PROBLEM REQUIREMENTS
Could you carry on the letter to a young entrepreneur below, picking up right after its last sentence?

SELECTION
# # # # # # #
John Prendergast

Month

January 2011

3 posts

If you had Blueleaf, you'd know this already . . . → on.wsj.com
Jan 23, 2011
Letter to a young entrepreneur

I just got an email from someone looking for feedback on their product idea. The idea itself was as muddled as most early ideas but what caught my attention was the goals section.

It read:

Goals:

                  1 month- Finalize the concept and find a team

                  6 months: Develop a beta version

                  6 motnhs-1 year: Find companies to run tests with, improve program

It is nearly backwards. The order puts market learning at the tail end of the process. It got me thinking about how much we still need to educate young entrepreneurs. We’re making incredible progress in our understanding of how to build a new product/company. But most entrepreneurs understanding hasn’t evolved from the “field of dreams” method that has been our history.

Here is my response.

Thanks for sharing. 

I’ll focus on the process rather than the idea because you should primarily take feedback on the quality of your entrepreneurial ideas from the market, your target customers.

Goals:Your only goal initially should be to figure out if anyone cares about the idea. Would anyone use it? The largest risk in most tech startups is building something no one wants. If I were you, my process be something like this:

1) Week 1 - Paper prototypes. Draw the basic screens on paper (or in a tool like http://balsamiq.com/) without any polish to flesh out the basic concept and get it out of your head. Words just can’t help you think through or communicate the idea nearly as effectively.

2) Weeks 2-4: go speak to people you think have this problem and validate that they have the problem you think they have. If you skip this step early in the process you will waste the vast majority of your time spent on the idea.
# # # # # # #
INFORMATION SUPPLIED
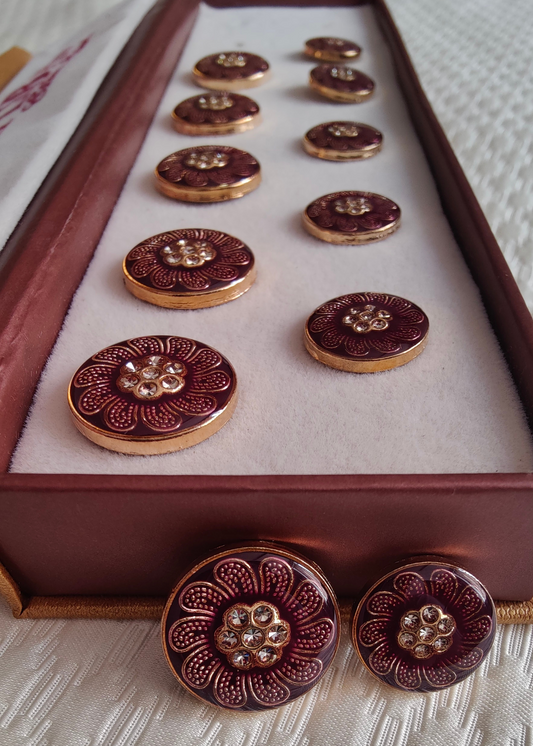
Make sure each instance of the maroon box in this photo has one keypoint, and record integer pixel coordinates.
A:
(94, 545)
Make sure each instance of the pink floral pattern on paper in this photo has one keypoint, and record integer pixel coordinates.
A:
(203, 642)
(427, 588)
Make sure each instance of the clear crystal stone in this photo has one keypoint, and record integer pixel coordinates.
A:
(411, 621)
(227, 639)
(263, 614)
(147, 390)
(422, 651)
(252, 637)
(241, 658)
(266, 655)
(129, 381)
(151, 373)
(407, 640)
(170, 383)
(430, 614)
(238, 617)
(426, 634)
(277, 634)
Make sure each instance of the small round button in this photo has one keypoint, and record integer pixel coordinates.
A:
(343, 141)
(189, 268)
(231, 71)
(152, 395)
(366, 332)
(424, 627)
(331, 49)
(208, 173)
(341, 83)
(352, 217)
(216, 113)
(251, 628)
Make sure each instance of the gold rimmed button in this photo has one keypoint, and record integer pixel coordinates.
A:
(341, 83)
(208, 173)
(331, 49)
(231, 71)
(343, 141)
(189, 268)
(352, 217)
(218, 113)
(152, 395)
(366, 332)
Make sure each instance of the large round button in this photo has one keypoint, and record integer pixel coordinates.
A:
(231, 71)
(251, 628)
(213, 114)
(208, 173)
(343, 141)
(152, 395)
(341, 83)
(189, 268)
(352, 217)
(366, 332)
(331, 49)
(424, 627)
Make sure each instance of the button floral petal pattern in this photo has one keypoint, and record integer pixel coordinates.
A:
(251, 629)
(151, 386)
(424, 627)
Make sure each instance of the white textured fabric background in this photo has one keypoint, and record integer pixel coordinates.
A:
(103, 683)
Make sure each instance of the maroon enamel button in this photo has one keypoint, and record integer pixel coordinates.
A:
(366, 332)
(424, 627)
(352, 217)
(251, 628)
(216, 113)
(343, 141)
(341, 83)
(231, 71)
(331, 49)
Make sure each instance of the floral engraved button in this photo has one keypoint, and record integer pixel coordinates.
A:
(231, 71)
(343, 141)
(152, 395)
(352, 217)
(208, 173)
(331, 49)
(218, 113)
(189, 268)
(251, 628)
(424, 627)
(341, 83)
(366, 332)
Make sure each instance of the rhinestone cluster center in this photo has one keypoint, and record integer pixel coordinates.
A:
(426, 632)
(188, 253)
(367, 319)
(215, 102)
(234, 59)
(252, 635)
(342, 73)
(211, 159)
(343, 130)
(353, 205)
(151, 377)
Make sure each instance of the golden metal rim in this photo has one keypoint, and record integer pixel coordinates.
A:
(194, 299)
(358, 608)
(208, 194)
(340, 96)
(348, 239)
(215, 84)
(153, 445)
(231, 128)
(363, 366)
(252, 547)
(328, 154)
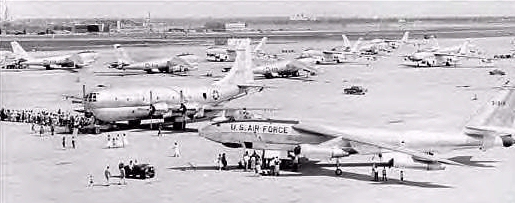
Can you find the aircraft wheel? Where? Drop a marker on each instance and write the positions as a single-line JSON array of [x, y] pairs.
[[97, 130], [179, 125], [338, 172]]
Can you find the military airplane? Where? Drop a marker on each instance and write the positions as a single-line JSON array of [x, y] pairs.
[[64, 62], [347, 53], [178, 64], [376, 46], [284, 68], [492, 126], [228, 54], [435, 56], [173, 104]]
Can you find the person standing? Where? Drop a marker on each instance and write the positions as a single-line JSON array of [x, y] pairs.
[[374, 171], [258, 165], [90, 180], [224, 162], [41, 130], [384, 174], [122, 175], [107, 175], [176, 150], [219, 162], [73, 142]]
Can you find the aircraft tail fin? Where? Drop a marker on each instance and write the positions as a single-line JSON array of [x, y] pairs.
[[404, 38], [463, 50], [241, 72], [18, 50], [497, 112], [356, 45], [346, 42], [121, 55], [259, 47]]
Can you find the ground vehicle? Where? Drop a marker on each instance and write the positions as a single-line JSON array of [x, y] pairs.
[[141, 171], [357, 90], [497, 72]]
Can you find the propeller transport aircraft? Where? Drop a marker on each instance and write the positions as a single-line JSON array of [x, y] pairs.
[[435, 56], [228, 54], [177, 64], [492, 126], [176, 105], [64, 62]]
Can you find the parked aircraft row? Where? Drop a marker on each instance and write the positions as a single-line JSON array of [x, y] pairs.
[[21, 59], [492, 126], [181, 105]]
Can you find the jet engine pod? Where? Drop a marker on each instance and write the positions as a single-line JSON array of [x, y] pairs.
[[398, 160], [158, 108], [507, 140], [309, 150]]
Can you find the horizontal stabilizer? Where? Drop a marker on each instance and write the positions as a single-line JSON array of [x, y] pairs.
[[366, 139]]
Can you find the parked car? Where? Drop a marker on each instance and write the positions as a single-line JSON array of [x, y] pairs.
[[141, 171], [497, 72], [357, 90]]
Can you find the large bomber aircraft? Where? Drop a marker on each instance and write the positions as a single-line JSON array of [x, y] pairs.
[[228, 54], [376, 46], [176, 64], [434, 56], [492, 126], [173, 104], [65, 62]]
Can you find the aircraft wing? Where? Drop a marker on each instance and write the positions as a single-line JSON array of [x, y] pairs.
[[299, 65], [460, 55], [366, 139]]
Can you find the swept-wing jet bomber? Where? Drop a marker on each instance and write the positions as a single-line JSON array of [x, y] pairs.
[[492, 126]]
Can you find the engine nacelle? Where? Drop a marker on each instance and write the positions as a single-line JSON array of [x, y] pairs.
[[407, 161], [309, 150], [507, 140], [159, 108]]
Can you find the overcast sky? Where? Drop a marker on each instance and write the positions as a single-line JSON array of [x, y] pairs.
[[188, 8]]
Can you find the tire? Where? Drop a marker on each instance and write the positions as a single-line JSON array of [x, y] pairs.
[[338, 172]]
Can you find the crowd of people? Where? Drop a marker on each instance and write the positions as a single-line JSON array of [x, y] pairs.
[[46, 119]]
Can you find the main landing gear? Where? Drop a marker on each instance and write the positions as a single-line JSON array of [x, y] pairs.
[[338, 171]]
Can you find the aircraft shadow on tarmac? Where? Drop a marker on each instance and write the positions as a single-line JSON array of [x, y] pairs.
[[300, 78], [466, 160], [312, 169]]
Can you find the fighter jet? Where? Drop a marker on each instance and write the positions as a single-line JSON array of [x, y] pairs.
[[178, 64], [228, 54], [435, 56], [65, 62], [492, 126], [173, 104]]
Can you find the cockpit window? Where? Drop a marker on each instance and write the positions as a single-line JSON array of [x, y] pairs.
[[92, 97]]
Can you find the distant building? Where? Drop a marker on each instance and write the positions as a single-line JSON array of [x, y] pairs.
[[87, 28], [235, 26], [302, 17]]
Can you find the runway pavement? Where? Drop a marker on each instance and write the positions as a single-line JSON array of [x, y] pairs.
[[37, 169]]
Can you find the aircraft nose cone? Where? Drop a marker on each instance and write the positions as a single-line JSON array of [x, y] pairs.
[[208, 131]]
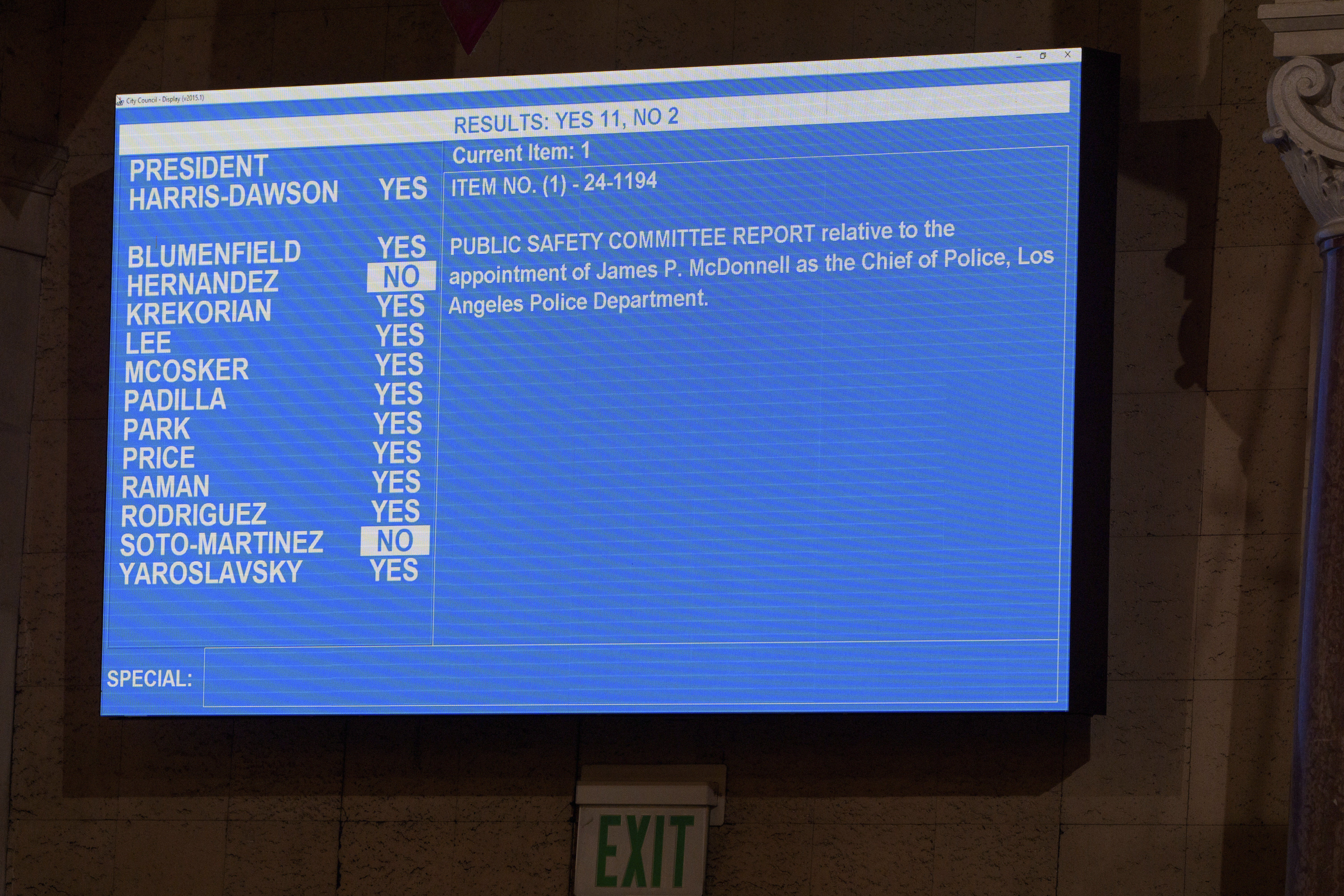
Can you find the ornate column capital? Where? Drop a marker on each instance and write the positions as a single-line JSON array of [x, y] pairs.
[[1307, 127]]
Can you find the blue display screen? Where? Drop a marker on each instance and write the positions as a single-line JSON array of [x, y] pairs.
[[721, 390]]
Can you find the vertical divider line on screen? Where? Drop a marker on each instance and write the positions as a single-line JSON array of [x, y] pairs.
[[1064, 432], [439, 404]]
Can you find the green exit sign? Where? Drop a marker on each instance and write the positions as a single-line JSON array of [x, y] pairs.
[[642, 850]]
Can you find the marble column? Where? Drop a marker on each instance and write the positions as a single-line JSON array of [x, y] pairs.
[[1307, 127]]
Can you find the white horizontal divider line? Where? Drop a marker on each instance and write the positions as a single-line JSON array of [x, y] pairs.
[[529, 123]]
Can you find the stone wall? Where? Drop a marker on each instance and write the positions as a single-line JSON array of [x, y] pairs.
[[1181, 789]]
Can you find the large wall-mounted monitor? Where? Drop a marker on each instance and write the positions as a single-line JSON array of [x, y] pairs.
[[751, 389]]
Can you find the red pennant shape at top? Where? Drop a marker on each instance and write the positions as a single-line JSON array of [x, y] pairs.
[[470, 19]]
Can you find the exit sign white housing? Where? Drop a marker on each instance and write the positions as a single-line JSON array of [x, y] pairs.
[[643, 838]]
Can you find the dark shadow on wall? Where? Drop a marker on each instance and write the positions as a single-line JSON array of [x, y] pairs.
[[1182, 159]]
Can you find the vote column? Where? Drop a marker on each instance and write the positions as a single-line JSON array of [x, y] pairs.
[[401, 283]]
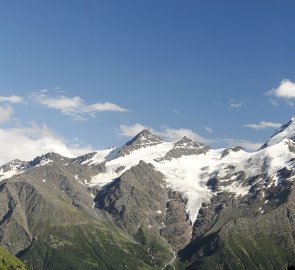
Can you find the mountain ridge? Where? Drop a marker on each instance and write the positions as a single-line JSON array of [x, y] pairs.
[[153, 196]]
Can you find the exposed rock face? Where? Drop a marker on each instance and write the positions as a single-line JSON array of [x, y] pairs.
[[286, 131], [177, 229], [142, 140], [254, 231], [231, 149], [186, 147], [138, 196]]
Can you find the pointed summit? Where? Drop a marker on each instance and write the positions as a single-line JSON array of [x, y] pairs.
[[286, 131], [143, 139], [186, 147]]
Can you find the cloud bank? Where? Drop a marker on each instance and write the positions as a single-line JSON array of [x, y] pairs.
[[73, 106], [263, 125]]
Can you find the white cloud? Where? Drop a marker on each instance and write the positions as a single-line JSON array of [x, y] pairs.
[[26, 143], [209, 130], [274, 102], [236, 105], [247, 145], [286, 90], [74, 106], [103, 107], [5, 113], [167, 133], [11, 99], [263, 125]]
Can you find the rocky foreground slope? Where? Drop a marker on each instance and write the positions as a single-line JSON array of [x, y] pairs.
[[152, 204]]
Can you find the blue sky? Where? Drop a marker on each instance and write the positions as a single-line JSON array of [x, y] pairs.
[[90, 74]]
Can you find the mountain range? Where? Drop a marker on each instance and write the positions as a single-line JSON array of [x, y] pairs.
[[152, 204]]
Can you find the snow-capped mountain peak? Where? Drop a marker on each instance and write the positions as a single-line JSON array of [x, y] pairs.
[[142, 140], [286, 131]]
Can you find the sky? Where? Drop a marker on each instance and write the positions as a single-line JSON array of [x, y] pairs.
[[78, 76]]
# # # # # # #
EXPECTED ANSWER
a) Ask them generally how they deal with the area of activity you’re talking about. See if they raise this on their own as a problem. How are they solving those problems right now and what is missing, sucks or is painful. (Notice I haven’t shown them the idea yet.) Job 1 is figure out if they think they have a problem and how it aligns with what you’ve come up with.

b) Show them the idea and see if they think it could help solve any of the problems they just described.

c) Rinse and repeat with 5-10 peopleThis will be uncomfortable because you’ll find that much of your idea is completely off base. But if you’re lucky your interviewees will collectively have landed on a part of it that seems useful. 

d) Iterate the paper prototype and story of the idea until you get rid of everything that didn’t resonate with your target.e) Go out to a few new people and have the same conversation with your refined prototype and see if you’ve gotten closer to the mark.

3) Weeks 5-8: Once you’ve refined the idea to the point where lots of validation from customers that they think this solves an issue for them, start thinking about what it takes to build the smallest, simplest version of the concept which would solve the problem and where a business model (someone somewhere pays you for some value created) might work. Notice the objective still isn’t necessarily to build a tech product at this point. It could be you cobbling together a few tools that exist to simulate how you might solve the problem.

4) Weeks 9-10: Put this in front of your the customers you’ve interviewed and see if they engage with it. Do they care? If not, see what is missing in both your understanding of the problem and the way you’ve solved it. Customers cannot tell you how to solve the problem. They can only tell you that they have it and that your thing does or doesn’t work for them. Don’t expect more, you’ll wind up misguided.

Think about the process as being focused on testing your ideas in the real world as quickly and cheaply as possible. Speed in this case needs to be how fast can you go through this cycle of learning from customers and incorporating that into a “product” which starts out as paper and gets progressively more real as you have more data and validation.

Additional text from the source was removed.